#### Seçilen bölüm ####
2. (Vel cûd, fil usreti) Darlıkta olan adamın cömertlik yapması; o da zor şey... Kendi muhtaç...
3. (Vel iffetü fil halveti) Yabancı hanımlarla yalnız kaldığın vakitte, orda iffeti muhafaza etmek; o da çok müşkil... Onun için, "Hanımlarla yalnız kalmayın!" derler. Yalnız kaldığın vakitte üçüncüsü şeytan, mutlaka arada bir fenâlık verir.
4. (Ve kavlül hakkı limen yehàfuhû ev yercûhu) Korktuğu bir adama, veyahut ondan bir menfaat beklediğin bir adama karşı hak sözü söylemek de çok zordur."
Zebur'da Allah-u Teâlâ Dâvud AS'a vahyetmiş ki:
(Ennel âkilel hakîm lâ yahlû min erbai sâât) "Hakîm olan, akıllı insanlar dört saatten hâlî olmazlar:
1. (Sâatün fîhâ yünâcî rabbehû) Günde bir saatini ayıracak, Allah'a yalvarmak için... İbadet de onun içerisinde olacak.
2. (Ve sâatün fîhâ yühâsibü nefsehû) Bir saat de günde, nefsini hesaba çekecek. Eskiden yazarlarmış defterlerine aldığını, verdiğini, yaptığını... Hatasını, sevabını kaydederlermiş.
3. (Ve sâatün yemşî fîhâ ilâ ihvânihî) Bir saatini de kardeşlerini ziyarate ayıracak. Bak, vazifenin birisi de kardeşlerin ziyareti oluyor. Ama öyle kardeş ki, (ellezîne yuhbirûnehû biuyûbihî) senin ayıplarını sana haber verecek. Sana, "Senin şu ayıbın var, onu yapma bir daha!" diyecek kardeşler olacak.
4. (Ve sâatün fîhâ yuhallî beyne nefsihî ve beyne lezzâtil halâl) Bir saati de kendisiyle hanımı arasında, işleri arasında, uykusu vs. için ayıracak."
Bazı hukemâ demiş ki:
"Bütün ibadet şu dört şeyin altındadır:
1. (Elvefâü bil uhûd) Ahdine vefâ... Söz verdin mi bir şeyi, tutmak lâzım!..
2. (Vel muhafazati bil hudûd) Hudûdu ilâhiyeye riayet, onu muhafaza... Allah ne dediyse, ondan dışarıya çıkma!.. Peygamber ne dediyse, ondan dışarıya çıkma!.. Hudut o, İslâm'ın hududu...
3. (Ves sabru alel mefkd) Olmayana karşı da sabırlı ol!
4. (Ver ridà bil mevcûd) Elindekine de râzı ol!"
Dörtlüler bitti de, şimdi beşli olanlara geçti.
BEŞLİ BAB
Peygamber SAS Efendimiz'den rivâyet edildi ki:
(Men ehâne hamsetün hasire hamseten) "Kim beş şeye ihanet ederse, beş şeyden de mahrum olur, zarar görür:
1. (Ve men istehaffe bil ulemâi hasired dîn) Ulemâyı istihfaf ediyorsa, küçümsüyorsa, dininde zarar eder.
####
● **Yapılacak işler**:
a - Seçilen bölümde bazı hukemânın "Bütün ibadet şu dört şeyin altındadır" diyerek saydığı dört şeyi yaz.
b - Seçilen bölüme göre, yabancı hanımlarla yalnız kalındığında üçüncüsü kimdir?
c - Seçilen bölümü son cümlesinden sonra gelen kısımla sürdür.
#### Kayıtlı bilgiler ####
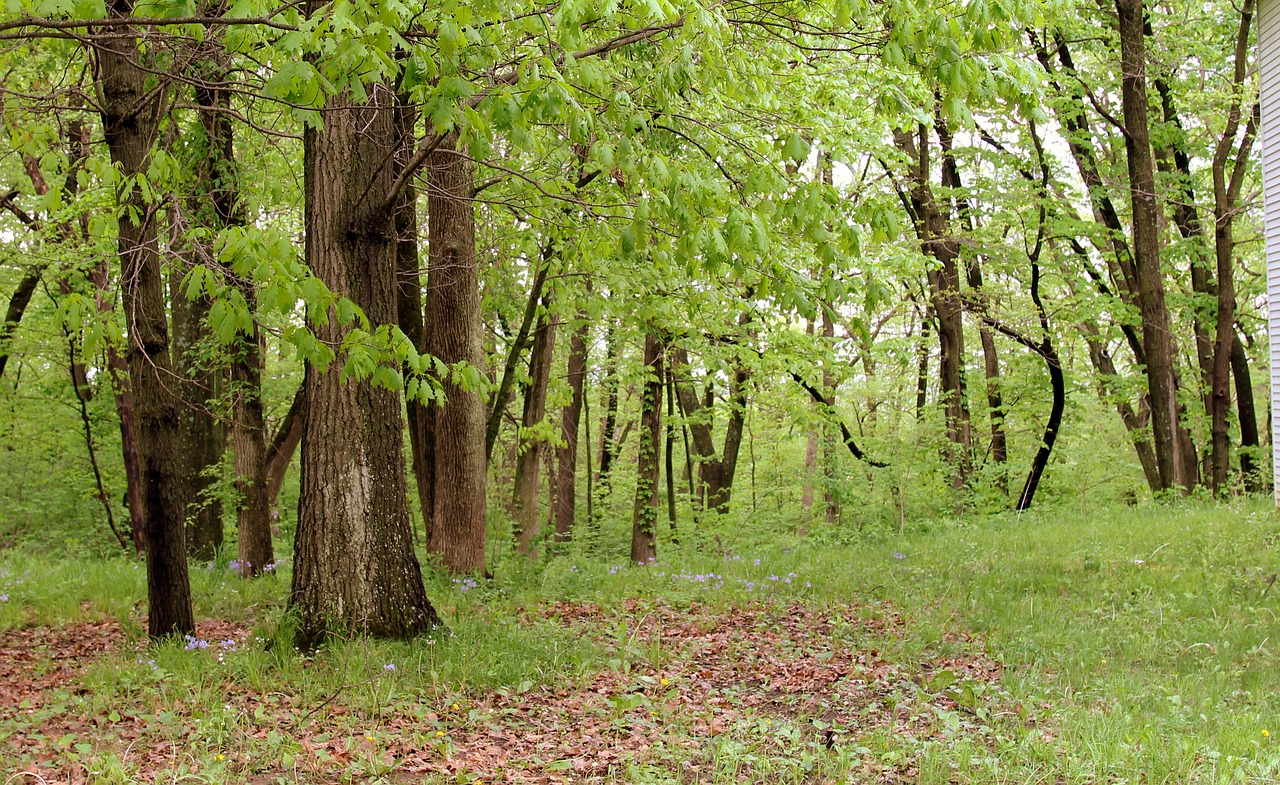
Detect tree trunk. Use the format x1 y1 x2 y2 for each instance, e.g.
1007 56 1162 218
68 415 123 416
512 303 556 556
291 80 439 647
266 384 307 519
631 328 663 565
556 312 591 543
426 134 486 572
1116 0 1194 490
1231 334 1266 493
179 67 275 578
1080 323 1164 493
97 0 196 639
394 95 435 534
####
● **Görev cevapları**:
a -
1. Ahde vefa: söz verilen şeyi tutmak
2. Hudûdu ilâhiyeye riayet etmek, Allah'ın ve Peygamber'in dediğinin dışına çıkmamak
3. Olmayana karşı sabırlı olmak
4. Elindekine razı olmak

b - Şeytan.

c -
2. (Ve men istehaffe bil ümerâi hasired dünyâ) Amirleri de istihfaf ediyorsa, dünyada zararını çeker.
3. (Ve men istehaffe bil cîrâni hasirel menâfi') Komşularını hafif görüyorsa, menfaatleri elinden gider."
Komşu çok mühimdir. İnsanın akrabasından daha iyidir. Akrabamız var ama, memleketimizde, şurda burda... Cenâzen olur, komşu yetişir. Hasta olur, komşu yetişir. Senin memleketteki akraban senden haber alacak da, gelecek de, senin imdadına yetişecek... Mümkün olmaz. Onun için, komşularla iyi geçinmek lâzımdır.
Hattâ şimdi bazı kimseler burda paraları kazanırlar, zekâtlarını memleketlerindeki fukaralara gönderirler; bu câiz değildir. Parayı nerde kazandıysan, oranın fukarasını gözeteceksin. Yalnız ordaki fukara çok muhtaç akrabandan birisi ise, o zaman tecviz etmişler ama, asıl hak sahipleri komşulardır. Onu senede bir kere göreceksin, burdakini hergün görüyorsun.
4. (Ve men istehaffe bil akrabâi hasirel meveddeh) "Akrabasını da hafif görüyorsa, onlarla da istihfaf ediyorsa; o zaman dostluk bozulur.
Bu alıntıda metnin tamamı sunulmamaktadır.